▸ **Given instruction A**: Edit the adventure planning article's passage starting with "One Dirty Magazine" and going on through "or loosely planned.", putting "race" in place of "marathon".
▸ **Given instruction B**: According to the adventure planning article, why did the writer run that first marathon?

One Dirty Magazine

Adventure Planning Basics

Tips, tricks and good ol' common sense for planning your first adventure run.

Kriste Peoples July 29th, 2020

Adventure Planning Basics

My first marathon was a dare.  An old friend urged me to join her by calling it an “adventure.” Neither of us knew what we were getting into, nor had we run a distance longer than nine miles at the time. It didn’t matter what you called it, that “adventure” had been poorly planned. Well, actually, it hadn’t been planned at all. But that ill-fated bipedal adventure set in motion my enduring fascination with adventures of all stripes, whether meticulously or loosely planned. 

That first adventure would cause me to lose my big toenails, chafe the skin off of my torso and struggle for a week each time I tried climbing stairs—and lowering and lifting myself off of the toilet. 

That first adventure would cause me to lose my big toenails, chafe the skin off of my torso and struggle for a week each time I tried climbing stairs—and lowering and lifting myself off of the toilet.

▸ **Given data**:
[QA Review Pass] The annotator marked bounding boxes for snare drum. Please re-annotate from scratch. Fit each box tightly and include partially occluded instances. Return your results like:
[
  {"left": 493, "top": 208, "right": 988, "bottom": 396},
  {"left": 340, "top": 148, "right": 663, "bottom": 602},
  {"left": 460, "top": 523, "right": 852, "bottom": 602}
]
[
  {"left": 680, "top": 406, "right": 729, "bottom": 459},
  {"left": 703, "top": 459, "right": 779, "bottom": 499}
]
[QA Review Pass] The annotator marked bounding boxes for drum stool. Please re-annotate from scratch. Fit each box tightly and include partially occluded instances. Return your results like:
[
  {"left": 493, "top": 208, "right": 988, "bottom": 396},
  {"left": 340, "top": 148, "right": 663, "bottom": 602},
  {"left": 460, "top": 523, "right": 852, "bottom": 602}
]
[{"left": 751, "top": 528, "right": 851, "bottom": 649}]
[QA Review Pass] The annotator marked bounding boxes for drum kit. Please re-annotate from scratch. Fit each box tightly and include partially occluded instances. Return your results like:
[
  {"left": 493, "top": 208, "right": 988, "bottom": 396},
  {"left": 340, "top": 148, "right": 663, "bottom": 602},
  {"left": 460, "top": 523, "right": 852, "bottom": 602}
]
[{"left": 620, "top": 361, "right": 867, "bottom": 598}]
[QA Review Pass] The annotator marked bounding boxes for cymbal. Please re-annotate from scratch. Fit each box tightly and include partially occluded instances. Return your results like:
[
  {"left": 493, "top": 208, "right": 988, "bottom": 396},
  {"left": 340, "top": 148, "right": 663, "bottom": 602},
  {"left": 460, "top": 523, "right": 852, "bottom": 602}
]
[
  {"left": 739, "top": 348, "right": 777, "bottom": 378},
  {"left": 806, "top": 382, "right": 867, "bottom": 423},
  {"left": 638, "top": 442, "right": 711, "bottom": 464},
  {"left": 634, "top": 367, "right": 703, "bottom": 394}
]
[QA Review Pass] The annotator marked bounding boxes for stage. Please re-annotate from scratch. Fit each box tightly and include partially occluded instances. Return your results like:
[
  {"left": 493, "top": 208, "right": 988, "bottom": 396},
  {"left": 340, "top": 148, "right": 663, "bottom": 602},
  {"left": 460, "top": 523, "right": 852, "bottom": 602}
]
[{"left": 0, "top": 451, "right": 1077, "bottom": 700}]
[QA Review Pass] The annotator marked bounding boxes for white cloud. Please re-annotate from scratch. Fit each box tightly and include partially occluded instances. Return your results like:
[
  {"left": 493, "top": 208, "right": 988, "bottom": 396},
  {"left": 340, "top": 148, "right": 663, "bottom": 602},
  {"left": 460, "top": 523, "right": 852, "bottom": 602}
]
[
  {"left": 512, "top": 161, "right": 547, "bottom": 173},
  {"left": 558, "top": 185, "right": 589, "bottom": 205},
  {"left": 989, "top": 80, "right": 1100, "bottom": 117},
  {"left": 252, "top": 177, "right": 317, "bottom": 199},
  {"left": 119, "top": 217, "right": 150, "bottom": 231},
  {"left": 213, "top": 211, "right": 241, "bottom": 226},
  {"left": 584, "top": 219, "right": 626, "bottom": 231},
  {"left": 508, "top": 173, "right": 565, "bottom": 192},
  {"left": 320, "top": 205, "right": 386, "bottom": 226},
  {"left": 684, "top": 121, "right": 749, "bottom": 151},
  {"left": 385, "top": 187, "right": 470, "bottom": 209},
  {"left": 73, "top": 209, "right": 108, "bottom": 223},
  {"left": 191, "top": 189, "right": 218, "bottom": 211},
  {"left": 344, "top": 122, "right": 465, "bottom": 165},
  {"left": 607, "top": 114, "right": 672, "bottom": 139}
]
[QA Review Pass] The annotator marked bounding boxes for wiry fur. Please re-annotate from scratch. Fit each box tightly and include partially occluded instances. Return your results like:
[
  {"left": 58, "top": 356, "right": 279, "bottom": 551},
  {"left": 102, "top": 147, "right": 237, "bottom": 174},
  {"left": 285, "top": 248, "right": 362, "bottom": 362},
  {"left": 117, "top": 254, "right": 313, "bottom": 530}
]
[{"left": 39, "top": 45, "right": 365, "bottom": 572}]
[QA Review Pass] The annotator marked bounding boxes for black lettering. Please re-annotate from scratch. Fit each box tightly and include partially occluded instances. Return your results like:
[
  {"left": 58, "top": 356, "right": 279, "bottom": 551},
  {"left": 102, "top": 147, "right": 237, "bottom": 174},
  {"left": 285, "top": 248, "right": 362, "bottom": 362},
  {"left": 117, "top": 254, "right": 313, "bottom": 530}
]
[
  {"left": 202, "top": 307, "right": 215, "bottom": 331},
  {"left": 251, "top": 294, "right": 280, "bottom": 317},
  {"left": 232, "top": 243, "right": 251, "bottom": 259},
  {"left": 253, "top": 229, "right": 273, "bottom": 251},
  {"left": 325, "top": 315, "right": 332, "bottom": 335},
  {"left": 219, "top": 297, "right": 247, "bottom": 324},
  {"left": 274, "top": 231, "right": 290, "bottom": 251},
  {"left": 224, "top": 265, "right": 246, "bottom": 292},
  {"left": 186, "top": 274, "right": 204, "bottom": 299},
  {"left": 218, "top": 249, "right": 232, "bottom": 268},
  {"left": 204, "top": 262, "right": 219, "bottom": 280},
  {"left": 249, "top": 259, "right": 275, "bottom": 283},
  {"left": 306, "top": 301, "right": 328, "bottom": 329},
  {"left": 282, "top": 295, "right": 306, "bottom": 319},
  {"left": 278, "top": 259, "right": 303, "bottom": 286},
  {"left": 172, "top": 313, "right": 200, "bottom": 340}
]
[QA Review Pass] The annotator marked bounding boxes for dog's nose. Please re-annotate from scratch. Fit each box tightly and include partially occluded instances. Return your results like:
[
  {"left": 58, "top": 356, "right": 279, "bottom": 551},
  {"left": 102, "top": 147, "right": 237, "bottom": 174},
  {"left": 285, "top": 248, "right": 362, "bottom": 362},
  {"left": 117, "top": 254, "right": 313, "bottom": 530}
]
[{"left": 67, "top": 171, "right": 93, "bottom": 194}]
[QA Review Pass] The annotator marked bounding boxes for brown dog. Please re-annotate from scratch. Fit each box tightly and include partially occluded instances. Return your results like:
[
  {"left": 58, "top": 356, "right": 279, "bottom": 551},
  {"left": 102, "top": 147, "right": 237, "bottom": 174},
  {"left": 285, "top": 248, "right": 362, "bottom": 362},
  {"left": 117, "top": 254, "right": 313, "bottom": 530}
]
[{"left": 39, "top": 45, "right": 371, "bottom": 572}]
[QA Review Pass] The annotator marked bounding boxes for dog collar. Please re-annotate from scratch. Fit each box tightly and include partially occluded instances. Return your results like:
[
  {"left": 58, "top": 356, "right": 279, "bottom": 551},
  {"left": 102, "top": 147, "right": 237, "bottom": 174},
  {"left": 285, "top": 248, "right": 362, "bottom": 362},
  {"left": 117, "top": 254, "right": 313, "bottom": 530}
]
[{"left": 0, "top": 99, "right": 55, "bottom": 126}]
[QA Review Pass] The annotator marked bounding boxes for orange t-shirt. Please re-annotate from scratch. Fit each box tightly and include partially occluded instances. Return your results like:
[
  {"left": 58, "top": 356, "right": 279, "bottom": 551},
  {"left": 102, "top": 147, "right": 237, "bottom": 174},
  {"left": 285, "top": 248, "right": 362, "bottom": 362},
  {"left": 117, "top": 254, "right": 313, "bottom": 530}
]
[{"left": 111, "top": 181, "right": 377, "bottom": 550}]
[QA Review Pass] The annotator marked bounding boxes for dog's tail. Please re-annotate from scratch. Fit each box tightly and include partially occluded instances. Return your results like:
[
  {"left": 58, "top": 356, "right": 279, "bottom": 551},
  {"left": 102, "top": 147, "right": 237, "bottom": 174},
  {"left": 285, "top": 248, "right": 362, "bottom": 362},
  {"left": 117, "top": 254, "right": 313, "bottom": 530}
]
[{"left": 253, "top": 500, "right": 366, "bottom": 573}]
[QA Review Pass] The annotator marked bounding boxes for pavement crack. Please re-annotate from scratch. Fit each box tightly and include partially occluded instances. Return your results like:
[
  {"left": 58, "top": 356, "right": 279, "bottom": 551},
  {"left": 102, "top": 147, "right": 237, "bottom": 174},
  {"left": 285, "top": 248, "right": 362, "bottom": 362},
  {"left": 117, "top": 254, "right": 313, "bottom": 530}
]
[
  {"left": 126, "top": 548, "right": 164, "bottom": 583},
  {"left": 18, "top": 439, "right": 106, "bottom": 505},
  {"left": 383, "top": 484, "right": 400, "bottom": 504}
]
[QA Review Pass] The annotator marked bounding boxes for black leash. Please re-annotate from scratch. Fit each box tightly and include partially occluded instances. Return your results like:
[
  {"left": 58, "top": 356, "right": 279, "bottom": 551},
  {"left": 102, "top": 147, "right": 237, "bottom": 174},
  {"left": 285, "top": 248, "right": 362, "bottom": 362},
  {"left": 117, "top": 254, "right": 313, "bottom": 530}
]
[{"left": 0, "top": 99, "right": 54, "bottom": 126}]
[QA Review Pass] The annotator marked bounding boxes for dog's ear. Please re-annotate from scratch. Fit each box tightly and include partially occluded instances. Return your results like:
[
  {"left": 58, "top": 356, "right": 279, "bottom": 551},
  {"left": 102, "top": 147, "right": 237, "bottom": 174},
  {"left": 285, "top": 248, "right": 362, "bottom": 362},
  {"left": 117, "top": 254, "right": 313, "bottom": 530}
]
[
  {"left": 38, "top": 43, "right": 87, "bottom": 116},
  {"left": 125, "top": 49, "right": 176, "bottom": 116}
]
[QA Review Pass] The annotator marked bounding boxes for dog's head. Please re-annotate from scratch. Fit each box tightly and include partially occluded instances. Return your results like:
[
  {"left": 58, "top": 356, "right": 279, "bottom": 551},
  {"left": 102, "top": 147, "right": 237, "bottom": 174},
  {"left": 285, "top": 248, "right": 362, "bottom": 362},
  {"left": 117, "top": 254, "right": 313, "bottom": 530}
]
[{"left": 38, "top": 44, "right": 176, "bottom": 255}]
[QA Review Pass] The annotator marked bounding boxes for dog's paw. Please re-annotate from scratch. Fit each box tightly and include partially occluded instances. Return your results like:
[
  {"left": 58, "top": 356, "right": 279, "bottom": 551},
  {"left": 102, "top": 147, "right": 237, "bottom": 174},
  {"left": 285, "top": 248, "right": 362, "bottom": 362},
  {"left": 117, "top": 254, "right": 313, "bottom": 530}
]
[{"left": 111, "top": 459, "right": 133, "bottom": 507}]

▸ **Worked answer A**:
One Dirty Magazine

Adventure Planning Basics

Tips, tricks and good ol' common sense for planning your first adventure run.

Kriste Peoples July 29th, 2020

Adventure Planning Basics

My first race was a dare.  An old friend urged me to join her by calling it an “adventure.” Neither of us knew what we were getting into, nor had we run a distance longer than nine miles at the time. It didn’t matter what you called it, that “adventure” had been poorly planned. Well, actually, it hadn’t been planned at all. But that ill-fated bipedal adventure set in motion my enduring fascination with adventures of all stripes, whether meticulously or loosely planned.

▸ **Worked answer B**: It was a dare. An old friend urged the writer to join her and called it an "adventure."